▶ **What you should do**
Using the entries below, show all lines with the string "woman".

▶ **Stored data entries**
= Beginning of Section =
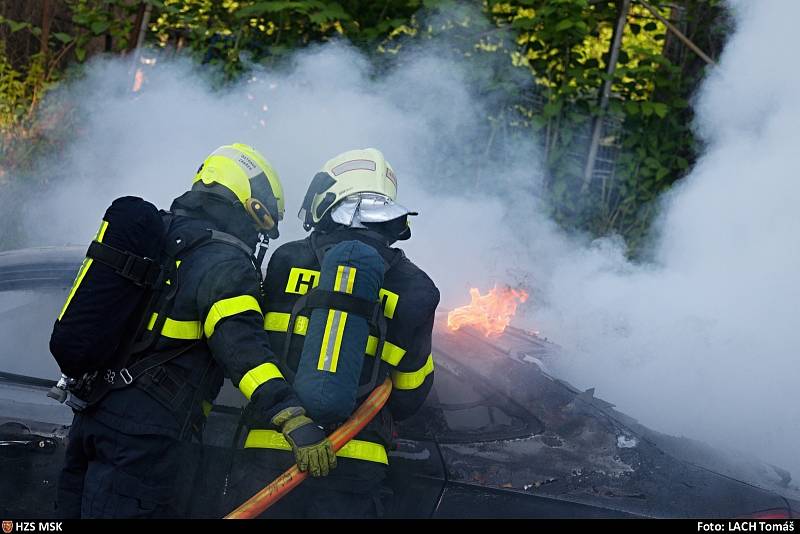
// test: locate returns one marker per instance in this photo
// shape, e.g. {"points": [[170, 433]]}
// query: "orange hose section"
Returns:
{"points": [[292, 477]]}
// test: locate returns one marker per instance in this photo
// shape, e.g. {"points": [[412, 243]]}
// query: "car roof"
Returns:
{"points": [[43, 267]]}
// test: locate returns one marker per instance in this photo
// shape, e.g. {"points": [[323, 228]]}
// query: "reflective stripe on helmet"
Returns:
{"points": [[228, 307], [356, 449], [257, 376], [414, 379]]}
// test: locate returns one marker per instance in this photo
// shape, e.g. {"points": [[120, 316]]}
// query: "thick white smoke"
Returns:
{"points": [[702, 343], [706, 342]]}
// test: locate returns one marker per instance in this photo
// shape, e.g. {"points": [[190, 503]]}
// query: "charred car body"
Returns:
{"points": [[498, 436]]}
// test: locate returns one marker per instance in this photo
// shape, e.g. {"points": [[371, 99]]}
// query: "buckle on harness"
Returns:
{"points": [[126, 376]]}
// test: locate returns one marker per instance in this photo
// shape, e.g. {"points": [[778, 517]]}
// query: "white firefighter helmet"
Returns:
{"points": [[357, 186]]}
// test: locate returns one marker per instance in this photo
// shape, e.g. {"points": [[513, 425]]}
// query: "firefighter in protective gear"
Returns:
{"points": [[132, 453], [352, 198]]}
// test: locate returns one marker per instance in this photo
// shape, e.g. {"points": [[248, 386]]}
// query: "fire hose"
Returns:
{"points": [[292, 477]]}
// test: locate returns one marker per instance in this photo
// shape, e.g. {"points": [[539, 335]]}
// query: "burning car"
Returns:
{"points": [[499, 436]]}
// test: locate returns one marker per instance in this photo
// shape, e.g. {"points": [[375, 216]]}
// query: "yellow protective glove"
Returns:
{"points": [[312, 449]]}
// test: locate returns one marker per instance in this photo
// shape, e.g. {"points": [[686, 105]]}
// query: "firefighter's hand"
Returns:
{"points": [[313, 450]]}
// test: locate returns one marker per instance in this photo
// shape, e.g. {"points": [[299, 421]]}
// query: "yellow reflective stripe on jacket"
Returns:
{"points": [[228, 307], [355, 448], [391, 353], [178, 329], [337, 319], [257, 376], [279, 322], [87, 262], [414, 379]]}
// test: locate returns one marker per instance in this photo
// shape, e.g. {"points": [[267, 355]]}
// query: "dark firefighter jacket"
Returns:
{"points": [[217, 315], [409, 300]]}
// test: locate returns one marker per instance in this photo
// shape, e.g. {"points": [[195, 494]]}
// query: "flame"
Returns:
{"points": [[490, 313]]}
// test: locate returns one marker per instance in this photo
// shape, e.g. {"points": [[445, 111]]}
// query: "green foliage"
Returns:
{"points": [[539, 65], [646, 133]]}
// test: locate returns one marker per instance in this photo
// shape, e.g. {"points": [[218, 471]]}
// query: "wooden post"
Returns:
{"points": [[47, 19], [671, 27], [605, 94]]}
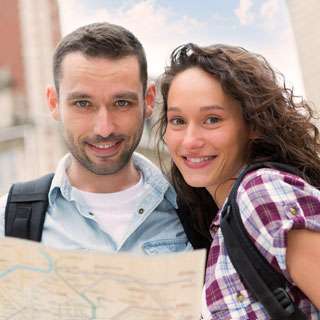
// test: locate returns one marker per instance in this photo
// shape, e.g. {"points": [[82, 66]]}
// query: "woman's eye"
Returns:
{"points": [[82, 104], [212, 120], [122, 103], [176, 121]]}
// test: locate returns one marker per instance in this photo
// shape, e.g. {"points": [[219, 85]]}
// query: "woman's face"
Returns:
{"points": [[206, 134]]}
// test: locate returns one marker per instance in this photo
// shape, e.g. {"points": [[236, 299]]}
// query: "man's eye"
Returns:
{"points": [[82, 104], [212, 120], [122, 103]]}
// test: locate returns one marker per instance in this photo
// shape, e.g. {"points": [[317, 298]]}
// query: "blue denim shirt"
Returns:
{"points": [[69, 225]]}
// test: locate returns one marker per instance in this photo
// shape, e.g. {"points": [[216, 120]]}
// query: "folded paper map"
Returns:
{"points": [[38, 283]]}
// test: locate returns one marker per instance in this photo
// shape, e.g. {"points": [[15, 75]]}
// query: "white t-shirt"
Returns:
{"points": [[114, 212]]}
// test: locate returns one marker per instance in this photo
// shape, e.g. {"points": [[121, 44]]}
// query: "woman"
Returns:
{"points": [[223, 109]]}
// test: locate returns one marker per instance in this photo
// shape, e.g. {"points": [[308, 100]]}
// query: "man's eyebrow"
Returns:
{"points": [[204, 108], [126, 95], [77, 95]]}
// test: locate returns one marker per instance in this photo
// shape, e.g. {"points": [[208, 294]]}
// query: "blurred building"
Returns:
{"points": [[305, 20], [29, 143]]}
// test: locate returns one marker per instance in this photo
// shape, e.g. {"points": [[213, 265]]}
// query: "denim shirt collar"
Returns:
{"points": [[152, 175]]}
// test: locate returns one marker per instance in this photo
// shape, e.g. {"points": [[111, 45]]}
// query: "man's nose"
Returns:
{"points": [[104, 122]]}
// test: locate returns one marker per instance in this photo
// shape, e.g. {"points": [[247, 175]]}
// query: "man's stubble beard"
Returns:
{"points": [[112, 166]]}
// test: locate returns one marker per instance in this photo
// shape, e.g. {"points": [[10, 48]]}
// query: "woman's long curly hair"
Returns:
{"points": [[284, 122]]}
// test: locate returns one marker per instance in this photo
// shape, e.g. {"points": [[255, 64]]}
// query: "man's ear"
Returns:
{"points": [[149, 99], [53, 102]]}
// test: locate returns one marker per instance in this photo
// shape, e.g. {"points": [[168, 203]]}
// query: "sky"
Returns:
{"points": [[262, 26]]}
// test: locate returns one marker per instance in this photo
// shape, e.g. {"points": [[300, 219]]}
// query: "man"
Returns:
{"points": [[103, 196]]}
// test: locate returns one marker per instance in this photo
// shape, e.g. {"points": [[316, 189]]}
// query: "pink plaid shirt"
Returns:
= End of Section =
▶ **Your solution**
// query: "woman's eye"
// query: "woman's face"
// query: "woman"
// query: "woman's long curly hair"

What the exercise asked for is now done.